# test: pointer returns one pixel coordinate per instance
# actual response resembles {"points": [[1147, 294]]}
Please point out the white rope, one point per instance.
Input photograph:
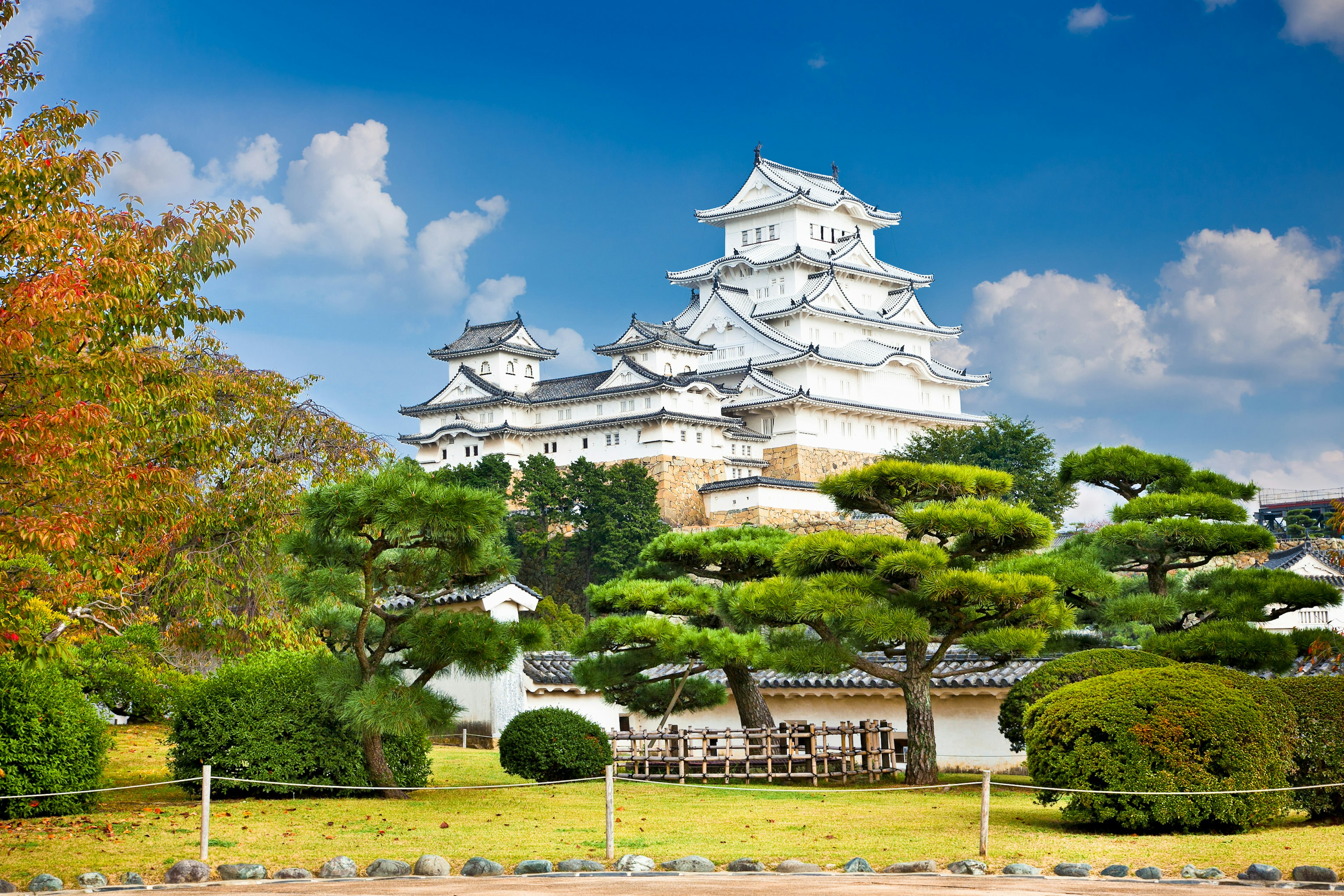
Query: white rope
· · · · ·
WHAT YOU NEED TO DO:
In the records above, some lines hold the word "rope"; copy each such line.

RESPONSE TO THE EXERCISE:
Please point out the white rope, one point per instance.
Query: white rope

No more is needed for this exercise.